Di negeri ini banyak sekali pengemis, tetapi kita tidak akan menemukannya di dalam area Bandara, Mall, Kantor Lembaga Pemerintahan, atau Pemukiman Mewah. Kita akan dengan mudah menjumpai pengemis di lampu merah yang ramai, pasar tradisional, atau area pemukiman yang dekat dengan jalan besar. Mengapa demikian? Karena pada area yang pertama ada satpamnya dan yang kedua tidak ada satpamnya.
Saya tahu para pengemis itu adalah orang yang secara ekonomi memang miskin dan berhak mendapatkan bantuan. Akan tetapi, saya juga berpikir bahwa kemiskinan mereka itu adalah akibat dari mentalitas mereka dan karenanya cara membantu mereka yang terbaik adalah dengan mendidik mereka untuk keluar dari mentalitas hina itu. Terus terang, pengemis yang paling membuat saya sebal adalah pengemis di sekitar masjid, terutama pengemis laki-laki pada saat sedang berlangsungnya sholat jumat dan hari raya idul fitri. Kenapa demikian? Karena mereka minta kita mengasihani mereka, padahal saat orang-orang sholat jumat mereka malah tidak sholat dan bahkan kadang-kadang sambil menunggu yang sedang sholat mereka malah merokok. Dalam kaitannya dengan idul fitri, hukum yang berlaku adalah setiap orang miskin yang muslim wajib diberikan bagian dari zakat fitrah oleh amil setiap menjelang idul fitri. Tujuan dari hukum itu adalah agar setiap muslim bisa bergembira di hari idul fitri, karena tidak lapar. Tetapi kenyataannya, setiap idul fitri walaupun sudah mendapat bagian dari zakat fitrah, tetap saja pengemis antre di masjid-masjid meminta-minta. Bagi saya, apa yang mereka lakukan itu sudah melampaui batas dan karenanya mereka memperoleh kehinaan. Oleh karena itu, untuk mengembalikan kemuliaan mereka lagi sebagai manusia, maka mereka harus diajak, dididik, dan didorong untuk hijrah dari hidup yang hina ke hidup yang mulia. Maaf, saya tidak menggunakan kata yang lebih halus, karena bagi saya mengemis adalah perbuatan yang hina dan memberikan sedekah atau sumbangan secara ikhlas adalah perbuatan yang mulia. Dan berhutang dengan niat akan dibayar setelah mampu jauh lebih baik daripada mengemis.
Mari kembali ke kaitan antara pengemis dan satpam.

# Soal Latihan:
a. Jawab pertanyaan berikut berdasarkan teks tentang pengemis.
(i) Di tempat mana saja pengemis mudah dijumpai?
(ii) Apa yang kadang-kadang dilakukan pengemis sambil menunggu orang yang sedang sholat jumat?
(iii) Perbuatan apa yang menurut penulis jauh lebih baik daripada mengemis?
b. Tulis ulang bagian teks tentang pengemis yang dibuka dengan kata-kata "Di negeri ini" dan ditutup dengan "tidak ada satpamnya.", lalu tukar "pasar tradisional" dengan "terminal bus".
c. Lanjutkan teks tentang pengemis mulai dari kalimat terakhirnya.
Daftar ini diambil dari sumber lain, bukan dari teks tentang pengemis.

# Daftar:
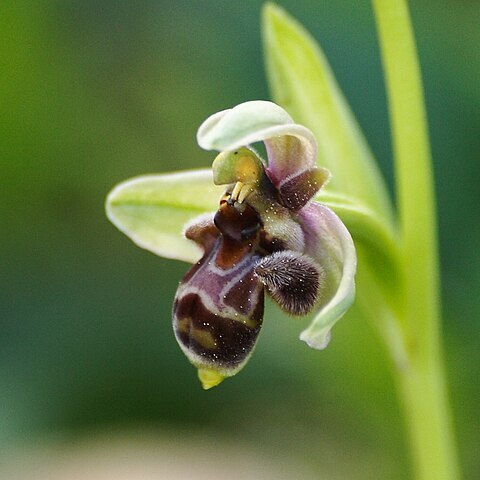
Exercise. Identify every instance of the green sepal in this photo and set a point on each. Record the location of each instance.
(152, 210)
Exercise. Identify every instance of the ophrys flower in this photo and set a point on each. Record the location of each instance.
(267, 235)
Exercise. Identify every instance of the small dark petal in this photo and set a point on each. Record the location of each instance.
(292, 280)
(295, 192)
(203, 231)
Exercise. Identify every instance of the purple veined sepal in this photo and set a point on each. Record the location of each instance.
(299, 222)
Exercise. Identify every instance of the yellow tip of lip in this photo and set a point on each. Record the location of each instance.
(209, 378)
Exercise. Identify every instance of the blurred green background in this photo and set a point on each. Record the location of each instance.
(94, 92)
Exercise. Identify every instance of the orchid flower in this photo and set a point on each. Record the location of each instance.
(253, 226)
(268, 234)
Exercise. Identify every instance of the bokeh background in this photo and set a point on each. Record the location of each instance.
(92, 382)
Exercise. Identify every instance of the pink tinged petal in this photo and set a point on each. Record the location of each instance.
(328, 241)
(291, 148)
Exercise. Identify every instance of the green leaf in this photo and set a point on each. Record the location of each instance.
(302, 82)
(152, 210)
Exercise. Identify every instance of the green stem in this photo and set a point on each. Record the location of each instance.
(421, 383)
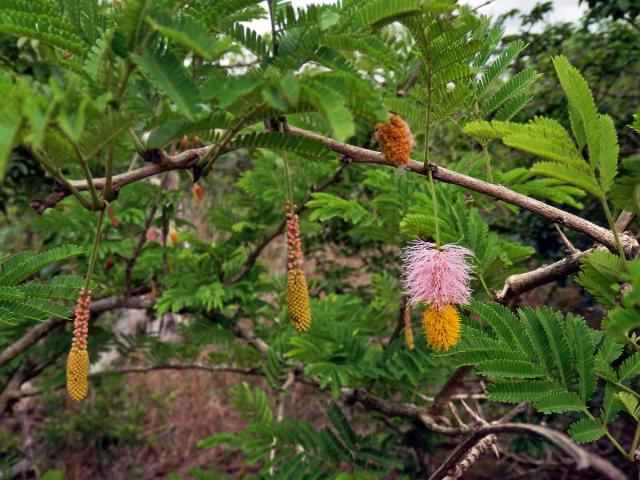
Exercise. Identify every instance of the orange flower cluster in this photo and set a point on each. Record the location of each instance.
(297, 291)
(395, 140)
(78, 358)
(198, 193)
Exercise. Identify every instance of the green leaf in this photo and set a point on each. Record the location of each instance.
(516, 392)
(510, 368)
(377, 13)
(189, 32)
(246, 37)
(498, 66)
(9, 125)
(515, 86)
(131, 21)
(103, 132)
(305, 147)
(581, 104)
(581, 341)
(606, 157)
(553, 326)
(630, 368)
(587, 430)
(326, 206)
(560, 402)
(332, 105)
(23, 265)
(569, 175)
(629, 404)
(167, 74)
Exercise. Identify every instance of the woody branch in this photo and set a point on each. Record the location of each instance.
(185, 160)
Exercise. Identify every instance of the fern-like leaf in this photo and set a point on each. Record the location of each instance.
(587, 430)
(167, 74)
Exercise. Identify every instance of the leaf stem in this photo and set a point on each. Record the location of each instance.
(620, 386)
(634, 444)
(108, 182)
(94, 249)
(487, 162)
(287, 178)
(611, 438)
(57, 174)
(614, 231)
(85, 170)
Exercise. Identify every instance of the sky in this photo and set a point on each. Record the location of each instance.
(564, 11)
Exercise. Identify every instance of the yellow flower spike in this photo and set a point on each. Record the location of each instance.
(298, 300)
(78, 373)
(442, 327)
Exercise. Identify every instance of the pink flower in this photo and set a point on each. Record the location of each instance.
(436, 277)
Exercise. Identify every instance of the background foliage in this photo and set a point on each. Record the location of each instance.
(106, 87)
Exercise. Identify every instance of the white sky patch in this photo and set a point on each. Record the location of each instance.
(563, 11)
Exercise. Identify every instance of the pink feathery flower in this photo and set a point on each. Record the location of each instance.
(436, 277)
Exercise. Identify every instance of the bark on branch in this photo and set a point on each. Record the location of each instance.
(163, 162)
(34, 334)
(582, 458)
(556, 215)
(523, 282)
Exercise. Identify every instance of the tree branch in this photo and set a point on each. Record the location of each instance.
(39, 331)
(523, 282)
(162, 162)
(556, 215)
(582, 458)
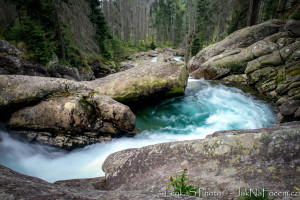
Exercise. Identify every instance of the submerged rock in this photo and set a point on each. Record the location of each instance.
(225, 161)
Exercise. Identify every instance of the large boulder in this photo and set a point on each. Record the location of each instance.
(239, 39)
(143, 83)
(264, 158)
(60, 112)
(19, 91)
(74, 120)
(267, 60)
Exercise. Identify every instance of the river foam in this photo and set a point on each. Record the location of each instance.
(206, 108)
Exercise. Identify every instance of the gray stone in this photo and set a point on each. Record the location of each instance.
(289, 107)
(293, 27)
(19, 186)
(262, 156)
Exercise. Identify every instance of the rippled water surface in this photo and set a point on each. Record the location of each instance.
(206, 107)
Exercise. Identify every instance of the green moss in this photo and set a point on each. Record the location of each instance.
(271, 169)
(235, 66)
(294, 72)
(65, 94)
(295, 16)
(91, 94)
(176, 91)
(280, 79)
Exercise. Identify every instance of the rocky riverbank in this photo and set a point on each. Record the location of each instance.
(264, 56)
(222, 163)
(71, 114)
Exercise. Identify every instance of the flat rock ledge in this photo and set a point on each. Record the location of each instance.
(144, 83)
(223, 162)
(70, 114)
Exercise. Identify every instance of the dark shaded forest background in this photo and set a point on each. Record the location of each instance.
(80, 31)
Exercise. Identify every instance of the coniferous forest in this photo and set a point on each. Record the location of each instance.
(120, 26)
(149, 99)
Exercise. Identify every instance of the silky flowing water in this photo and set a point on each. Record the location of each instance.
(205, 108)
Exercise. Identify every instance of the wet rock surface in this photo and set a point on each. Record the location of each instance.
(60, 112)
(15, 186)
(145, 82)
(224, 161)
(264, 56)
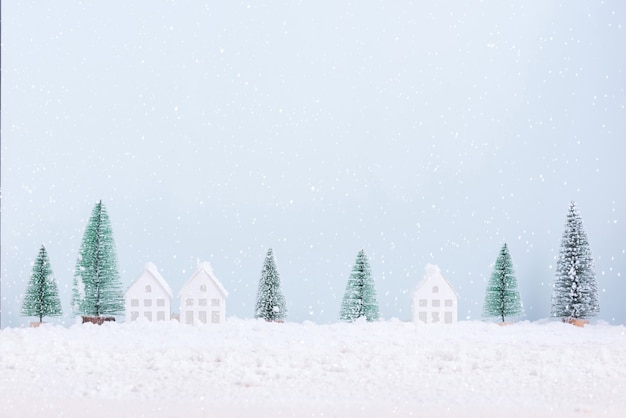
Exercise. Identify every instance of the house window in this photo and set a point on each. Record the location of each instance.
(215, 317)
(435, 317)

# Kunci Jawaban:
a.
(i) Di lampu merah yang ramai, pasar tradisional, atau area pemukiman yang dekat dengan jalan besar.
(ii) Merokok.
(iii) Berhutang dengan niat akan dibayar setelah mampu.

b.
Di negeri ini banyak sekali pengemis, tetapi kita tidak akan menemukannya di dalam area Bandara, Mall, Kantor Lembaga Pemerintahan, atau Pemukiman Mewah. Kita akan dengan mudah menjumpai pengemis di lampu merah yang ramai, terminal bus, atau area pemukiman yang dekat dengan jalan besar. Mengapa demikian? Karena pada area yang pertama ada satpamnya dan yang kedua tidak ada satpamnya.

c.
Satpam adalah aparat penegak hukum. Hukum yang ditegakkannya adalah aturan yang dibuat oleh bosnya yang menjadi pemilik dari properti yang dijaga satpam tersebut, yang umumnya melarang pengemis masuk ke dalam propertinya. Sebagai makhluk yang rasional, satpam itu sudah berhitung bahwa jika dia tidak menegakkan hukum misalnya dengan membiarkan pengemis masuk, maka pekerjaannya bisa hilang. Semakin besar probabilitas dia dipecat oleh bosnya karena membiarkan pengemis masuk, maka akan semakin agresif dia dalam menegakkan hukum; dan demikian pula sebaliknya. Pengemis juga makhluk yang rasional dan membuat perhitungan-perhitungan. Pada area yang ada satpamnya, kemungkinan besar pengemis akan diusir jika masuk ke area itu dan jika pengemis nekat melawan maka kemungkinan yang kalah adalah si pengemis. Oleh karena itu, wajarlah jika pengemis cenderung menghindari area yang bersatpam.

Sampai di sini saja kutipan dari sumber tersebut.